SET EXERCISE 1:
Return each line of the records below that contains the string "Format". Case matters.

The crypto DeFi market performed modestly in Q3, starting and ending the quarter with total TVL around $54 billion. Avalanche ranked second among top EVM chains in TVL decline (-75%), with only Fantom falling more. Since TVL decline is typically measured in USD, falling asset values reflect price changes rather than actual DeFi utilization. Although USD-denominated TVL declined, the amount locked in AVAX remained relatively stable.

In early Q1 and Q2, Avalanche’s NFT sales rapidly surpassed those of Ronin, Flow, and Polygon.
However, secondary sales declined in May around the release of the Swimmer subnet.
Nevertheless, Avalanche NFT activity rebounded in Q3 and entered the top 10 by total sales volume over the past year.
With launches of Joepegs, Lost Worlds, and other NFTs, sales volume should continue its upward trajectory from Q2 lows.

Although Ethereum still dominates about 80% of the secondary NFT market, Avalanche successfully broke into the top 10 by historical sales volume in early 2022.
Qualitative Analysis
Key Events, Catalysts, and Strategies for Ecosystem Growth
Like many networks during this bear market, the narrative for Q3 was relatively uneventful.
However, the Q3 narrative primarily revolved around building the Avalanche ecosystem and continuing to focus on executing its growth strategy.

DATASET ROWS:
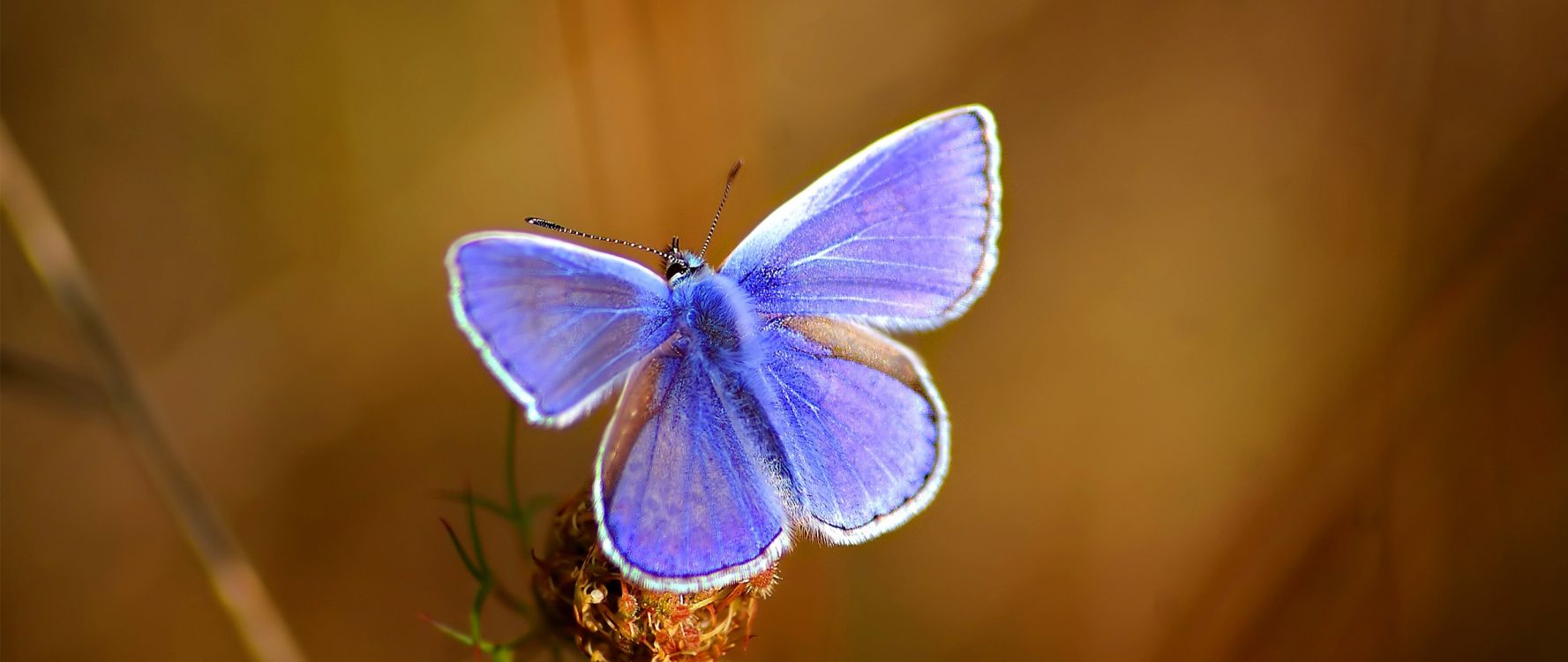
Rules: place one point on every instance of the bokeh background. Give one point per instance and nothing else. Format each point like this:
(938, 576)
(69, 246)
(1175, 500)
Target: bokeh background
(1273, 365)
---
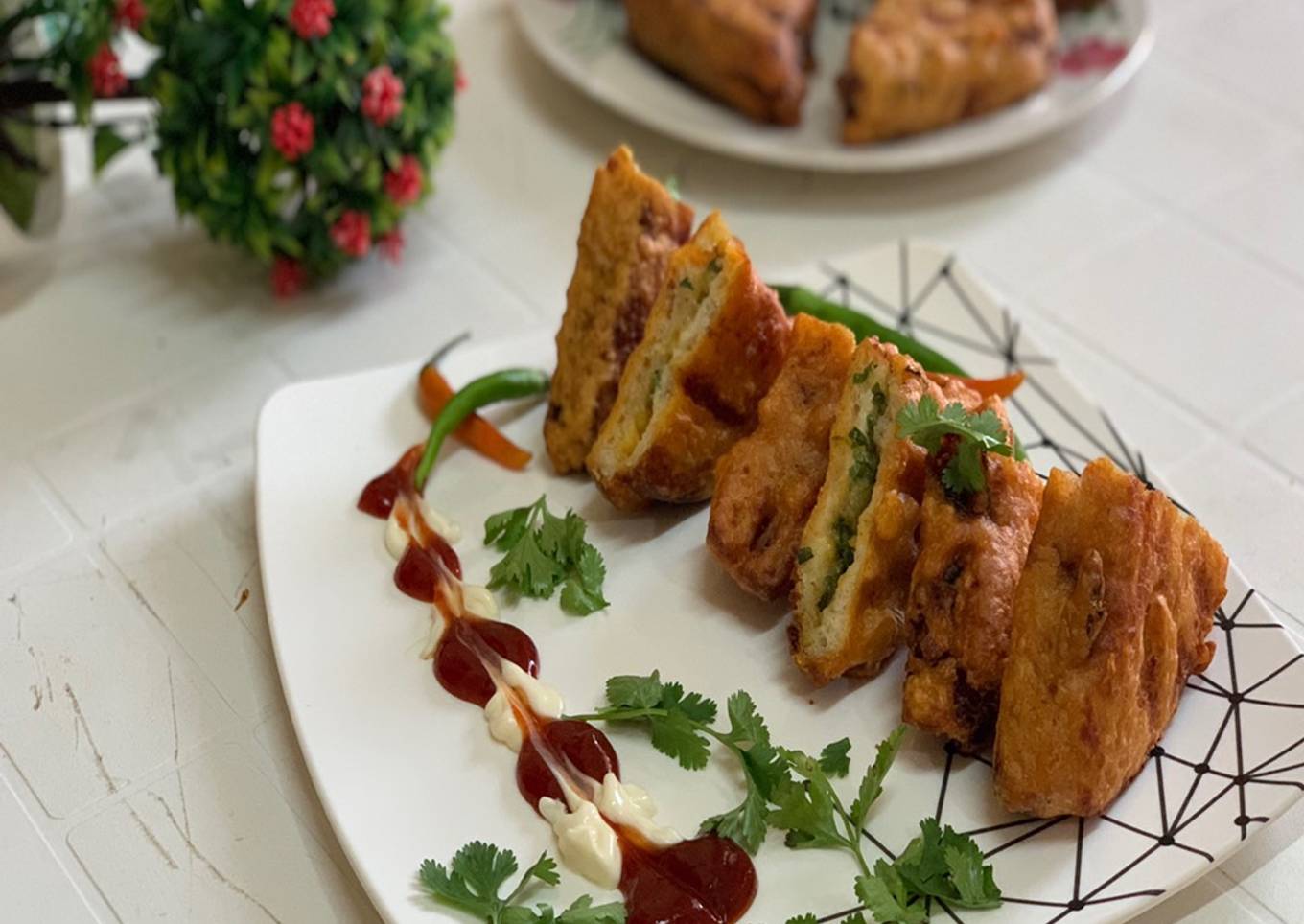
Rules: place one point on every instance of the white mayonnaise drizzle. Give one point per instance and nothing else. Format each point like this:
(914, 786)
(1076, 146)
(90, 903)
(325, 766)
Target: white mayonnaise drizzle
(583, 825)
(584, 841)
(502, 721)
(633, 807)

SET EXERCISE 2:
Please print the part of the Avalanche passage above from "In early Q1" up to and including "from Q2 lows.", word for word.

RIGHT ANSWER 1:
Rules: place one point on every instance of the bokeh background. Give one point per instance and nothing else. Format each point like this:
Rules: place one point on every instance of the white mayonnaise drizzle. Give one point per instance and nothing else. Format each point like this:

RIGHT ANSWER 2:
In early Q1 and Q2, Avalanche’s NFT sales rapidly surpassed those of Ronin, Flow, and Polygon.
However, secondary sales declined in May around the release of the Swimmer subnet.
Nevertheless, Avalanche NFT activity rebounded in Q3 and entered the top 10 by total sales volume over the past year.
With launches of Joepegs, Lost Worlds, and other NFTs, sales volume should continue its upward trajectory from Q2 lows.